> _STATED TASK_: Set out the data between the line containing "Point to the foliage, one" and the line containing "[(410, 270), (14, 267), (287, 270), (181, 282), (101, 278)]", inclusive, as a JSON list of strings with one string per line and blank lines left out.

> _SUPPLIED DATA_:
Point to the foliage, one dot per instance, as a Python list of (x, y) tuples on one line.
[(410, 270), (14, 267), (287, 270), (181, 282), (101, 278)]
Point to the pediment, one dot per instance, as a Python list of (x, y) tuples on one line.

* * *

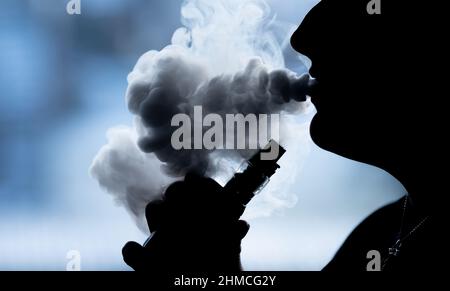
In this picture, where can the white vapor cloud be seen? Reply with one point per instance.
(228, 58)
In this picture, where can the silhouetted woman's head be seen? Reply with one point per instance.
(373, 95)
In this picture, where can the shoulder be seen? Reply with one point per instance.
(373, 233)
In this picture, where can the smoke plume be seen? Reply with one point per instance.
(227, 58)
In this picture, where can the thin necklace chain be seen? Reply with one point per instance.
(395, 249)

> _SOLUTION TO THE PROBLEM_:
[
  "Point to the foliage, one dot per instance, as a Python list of (x, y) tuples on one line.",
  "[(410, 270), (14, 267), (287, 270), (181, 282), (101, 278)]"
]